• Goal of the exercise: Scale the lines below, requests included, by multiplying every bounding-box coordinate in the answers by 2.6 and rounding to whole numbers, with halves rounded up; leave the requests and their sample format untouched. Start at the first line and stop after the line that contains "top-left (568, 210), bottom-right (640, 444)".

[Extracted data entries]
● ● ● ● ● ● ●

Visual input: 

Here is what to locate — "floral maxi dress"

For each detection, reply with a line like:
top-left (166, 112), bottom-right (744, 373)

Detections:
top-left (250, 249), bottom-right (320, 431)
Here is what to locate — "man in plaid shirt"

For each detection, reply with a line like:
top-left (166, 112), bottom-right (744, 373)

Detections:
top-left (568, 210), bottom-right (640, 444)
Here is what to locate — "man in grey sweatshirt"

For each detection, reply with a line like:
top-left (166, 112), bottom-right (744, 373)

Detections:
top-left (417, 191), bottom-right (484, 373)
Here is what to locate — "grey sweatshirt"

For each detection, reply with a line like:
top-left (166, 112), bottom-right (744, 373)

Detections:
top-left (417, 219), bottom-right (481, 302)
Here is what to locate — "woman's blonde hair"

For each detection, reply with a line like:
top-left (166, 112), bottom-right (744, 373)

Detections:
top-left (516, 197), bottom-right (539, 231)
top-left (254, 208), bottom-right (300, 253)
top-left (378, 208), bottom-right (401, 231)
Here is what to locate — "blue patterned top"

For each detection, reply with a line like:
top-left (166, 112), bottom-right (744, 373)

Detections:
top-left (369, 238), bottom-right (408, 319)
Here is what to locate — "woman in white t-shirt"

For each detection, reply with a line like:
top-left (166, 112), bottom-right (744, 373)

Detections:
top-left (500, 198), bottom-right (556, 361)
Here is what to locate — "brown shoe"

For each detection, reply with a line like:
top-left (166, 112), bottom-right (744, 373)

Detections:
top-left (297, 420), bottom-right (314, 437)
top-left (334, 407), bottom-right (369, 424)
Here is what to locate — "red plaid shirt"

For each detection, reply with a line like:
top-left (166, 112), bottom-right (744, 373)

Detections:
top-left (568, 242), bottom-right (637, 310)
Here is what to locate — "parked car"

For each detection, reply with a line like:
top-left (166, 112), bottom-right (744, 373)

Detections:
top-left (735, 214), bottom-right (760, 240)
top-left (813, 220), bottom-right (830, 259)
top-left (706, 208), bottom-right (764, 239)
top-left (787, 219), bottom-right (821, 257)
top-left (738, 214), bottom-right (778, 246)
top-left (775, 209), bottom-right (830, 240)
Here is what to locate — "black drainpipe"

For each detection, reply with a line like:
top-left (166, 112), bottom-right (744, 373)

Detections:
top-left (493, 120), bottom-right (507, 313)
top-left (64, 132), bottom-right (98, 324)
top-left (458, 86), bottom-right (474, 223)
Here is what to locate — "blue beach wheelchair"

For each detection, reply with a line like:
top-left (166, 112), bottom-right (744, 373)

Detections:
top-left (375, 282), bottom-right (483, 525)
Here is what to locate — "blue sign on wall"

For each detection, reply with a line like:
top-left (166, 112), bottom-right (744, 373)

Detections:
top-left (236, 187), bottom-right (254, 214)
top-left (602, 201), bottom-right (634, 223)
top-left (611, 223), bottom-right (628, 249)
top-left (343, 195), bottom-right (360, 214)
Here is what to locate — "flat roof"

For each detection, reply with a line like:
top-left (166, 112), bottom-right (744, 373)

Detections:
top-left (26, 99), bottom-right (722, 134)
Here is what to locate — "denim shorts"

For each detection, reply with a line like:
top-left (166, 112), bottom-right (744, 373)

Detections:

● ● ● ● ● ● ●

• Written response:
Visual input: 

Here is what to locate — "floral maxi dress"

For each detection, reply with a line like:
top-left (166, 112), bottom-right (744, 373)

Detections:
top-left (650, 647), bottom-right (832, 1121)
Here is what to locate — "man in plaid shirt"

For each detection, reply with a line like:
top-left (166, 112), bottom-right (744, 373)

Detections:
top-left (1477, 546), bottom-right (1664, 1154)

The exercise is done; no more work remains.